Objectifs et domaine d’application de la Convention

Résidence habituelle
Résidence habituelle

Mécanisme de retour

Droit de garde
La notion de droit de garde au sens de la Convention
Exercice effectif de la garde

Exceptions au retour

Sauvegarde des droits de l’homme et des libertés fondamentales
Sauvegarde des droits de l'homme et des libertés fondamentales

RÉSUMÉ

Résumé disponible en FR

Faits

L'affaire concernait une enfant née en 2010 en Grande-Bretagne, de parents vivant en concubinage. Le 19 octobre 2010, la future mère de l'enfant, alors mineure, s'était vue placée dans un centre socio-éducatif Luxembourgeois jusqu'à ses 18 ans révolus par le Tribunal de la jeunesse près du tribunal d'arrondissement de et à Luxembourg.

La future mère, mineure, avait quitté le Luxembourg pour la Grande-Bretagne avant l'exécution de ce jugement, où elle avait ensuite vécu en concubinage avec son partenaire. La mineure donna naissance à l'enfant en Grande-Bretagne, où il fut reconnu par son père. En vertu de l'article 4 du Childrens Act de 1989, les parents exerçaient conjointement l'autorité parentale.

Au mois de décembre 2010, un « Child protection plan » fut mis en place pour l'enfant par les services sociaux britanniques.

En juin 2011, la mère atteignit la majorité. Elle quitta le domicile commun avec l'enfant suite à des violences domestiques et les parents se séparèrent. Le 27 juin 2011, la mère s'installa avec l'enfant dans un foyer en Grande-Bretagne.
En novembre 2011, la mère emmena l'enfant au Luxembourg et s'installa auprès de sa propre mère.

Le 9 décembre 2011, le juge de la jeunesse plaça la résidence de l'enfant auprès de sa grand-mère maternelle par mesure de garde provisoire.

Le père introduisit une demande en retour pour l'enfant sur la base des articles 3 et 12 de la Convention de La Haye de 1980 sur l'enlèvement d'enfants et de l'article 11 du Règlement Bruxelles II bis (Règlement (CE) No 2201/2003 du Conseil du 27 novembre 2003).

**Extrait des données**

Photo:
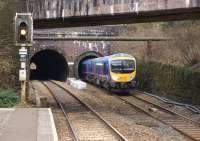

**Exercices**
1. Traduisez en anglais cette phrase du texte sur l'affaire d'enlèvement d'enfant : « Au mois de décembre 2010, un « Child protection plan » fut mis en place pour l'enfant par les services sociaux britanniques. »
2. Relevez toutes les dates complètes (jour, mois et année) que donne le texte sur l'affaire d'enlèvement d'enfant.
3. Rédigez la suite du texte sur l'affaire d'enlèvement d'enfant, s'il vous plaît, à partir de sa dernière phrase.

**Réponses par consigne**
1. In December 2010, a "Child protection plan" was put in place for the child by the British social services.

2.
- 19 octobre 2010
- 27 juin 2011
- 9 décembre 2011
- 27 novembre 2003

3.
Dispositif

Déplacement illicite mais retour refusé ; un risque grave que le retour de l'enfant ne le place dans une situation intolérable était établi selon l'article 13(1)(b) de la Convention de La Haye.

Motifs

Résidence habituelle - art. 3


Relevant que l'enfant était née et avait grandi en Grande-Bretagne jusqu'au moment du déplacement au Luxembourg, le juge en conclut que l'enfant y avait sa résidence habituelle.

Droit de garde - art. 3


La grand-mère maternelle et la mère alléguaient que le père n'exerçait pas la garde effective de l'enfant lors de son déplacement.

Elles  soumettaient notamment que, après que la mère, victime de violences domestiques, s'était réfugiée au foyer, le père s'était vu refuser tout contact avec l'enfant suite à la mise en place de mesures de protection de l'enfant. Il n'avait donc pas, au moment du déplacement, la garde effective de l'enfant.

Le juge rappela que la notion de droit de garde telle qu'entendue par la Convention de La Haye, il « ressort[ait] des dispositions des articles 3 et 5 de la Convention, ainsi que des travaux préparatoires et du rapport explicatif, que les rédacteurs de la convention [avaient] entendu assimiler la garde à l'autorité parentale, et non à la résidence de l'enfant ou à une simple garde physique de l'enfant. Le gardien au sens de la Convention [était] donc celui qui exer[çait] l'autorité parentale, conjointement ou unilatéralement, peu important le lieu de résidence de l'enfant ».

Le juge nota qu'en l'espèce, il n'était pas contesté que l'enfant avait été reconnu par son père et qu'en vertu du Children Act de 1989 les parents exerçaient tous les deux conjointement l'autorité parentale. Il souligna que le fait de ne pas avoir la garde physique de l'enfant au moment où il avait été emmené ne permettait pas d'établir que le parent à qui l'enfant avait été retiré s'en désintéressait ou qu'il n'exerçait plus de façon effective sa responsabilité parentale.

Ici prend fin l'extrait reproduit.